→ PROBLEMS TO WORK ON
[1] According to the El Al article, what net loss did the airline post for the second quarter of this year?
[2] From the El Al article, set down the passage starting with "The airline posted" and going on through "NIS 200 million.".

→ TEXT PROVIDED
↓↓↓

El Al Seeks Fresh Bailout as Delta Variant Dims Recovery Hopes

YERUSHALAYIM -
El Al Airlines planes are seen on the tarmac at Ben Gurion International airport. (Reuters/Ronen Zvulun/File Photo)

Things were looking better for the financially beleaguered El Al Airlines earlier this year after a state loan was secured and travel bans were lifted. Then the Delta variant hit, and flight bookings plummeted.

CEO Avigal Soreq said in a financial statement on Wednesday: “The spread of the Covid-19 Delta variant obliges us to adapt our expenses to the scope of our business. In addition, we need a further aid package from the state, in the light of the new restrictions on our activity, like El Al’s competitors, which are receiving subsidies from their governments, giving them an unfair competitive advantage,” Globes reported.

El Al received $210 million from the Israeli government for tickets for security staff over the next 20 years but is now seeking an additional cash injection,

The airline posted a net loss of $80 million for the second quarter of this year, which compares with a loss of $104 million in the second quarter of 2020. Revenue for the quarter was $222 million, up from $151 million in the corresponding quarter of 2020.

El Al has a market cap of NIS 563 million, 40% below the price at which Eli Rozenberg bought his 40% stake last September, which translates into a loss of NIS 200 million.

↑↑↑

→ RECORDS PROVIDED

↓↓↓

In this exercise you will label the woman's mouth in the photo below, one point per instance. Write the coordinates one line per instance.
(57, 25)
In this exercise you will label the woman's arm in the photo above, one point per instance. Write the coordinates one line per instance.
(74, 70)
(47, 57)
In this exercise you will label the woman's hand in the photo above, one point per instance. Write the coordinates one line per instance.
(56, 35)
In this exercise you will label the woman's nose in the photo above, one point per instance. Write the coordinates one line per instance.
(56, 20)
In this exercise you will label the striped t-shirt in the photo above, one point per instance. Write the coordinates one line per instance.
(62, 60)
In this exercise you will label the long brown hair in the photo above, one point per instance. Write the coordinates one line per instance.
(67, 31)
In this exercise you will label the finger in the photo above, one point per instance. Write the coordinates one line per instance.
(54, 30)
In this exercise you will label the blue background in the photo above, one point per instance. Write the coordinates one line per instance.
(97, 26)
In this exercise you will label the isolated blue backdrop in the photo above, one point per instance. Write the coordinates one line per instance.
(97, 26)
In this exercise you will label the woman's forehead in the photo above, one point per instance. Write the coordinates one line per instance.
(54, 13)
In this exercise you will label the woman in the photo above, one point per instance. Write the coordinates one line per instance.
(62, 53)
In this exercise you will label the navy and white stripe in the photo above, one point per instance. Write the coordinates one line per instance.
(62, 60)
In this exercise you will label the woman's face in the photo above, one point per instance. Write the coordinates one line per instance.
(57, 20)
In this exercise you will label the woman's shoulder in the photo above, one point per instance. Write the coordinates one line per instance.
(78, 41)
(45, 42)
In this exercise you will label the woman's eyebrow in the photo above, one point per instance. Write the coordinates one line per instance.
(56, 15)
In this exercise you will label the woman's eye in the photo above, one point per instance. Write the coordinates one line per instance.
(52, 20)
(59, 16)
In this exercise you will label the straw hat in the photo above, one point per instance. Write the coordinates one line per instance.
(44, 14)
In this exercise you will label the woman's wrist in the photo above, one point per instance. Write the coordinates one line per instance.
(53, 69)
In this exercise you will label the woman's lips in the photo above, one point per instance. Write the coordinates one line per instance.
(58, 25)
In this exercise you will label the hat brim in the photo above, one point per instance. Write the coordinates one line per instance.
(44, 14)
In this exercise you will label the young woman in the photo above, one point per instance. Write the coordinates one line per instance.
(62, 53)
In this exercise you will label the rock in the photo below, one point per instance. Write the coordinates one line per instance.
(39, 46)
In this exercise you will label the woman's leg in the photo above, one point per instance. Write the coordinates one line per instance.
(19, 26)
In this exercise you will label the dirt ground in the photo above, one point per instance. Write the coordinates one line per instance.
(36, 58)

↑↑↑

→ ANSWERS BY TASK
[1] $80 million

[2]
The airline posted a net loss of $80 million for the second quarter of this year, which compares with a loss of $104 million in the second quarter of 2020. Revenue for the quarter was $222 million, up from $151 million in the corresponding quarter of 2020.

El Al has a market cap of NIS 563 million, 40% below the price at which Eli Rozenberg bought his 40% stake last September, which translates into a loss of NIS 200 million.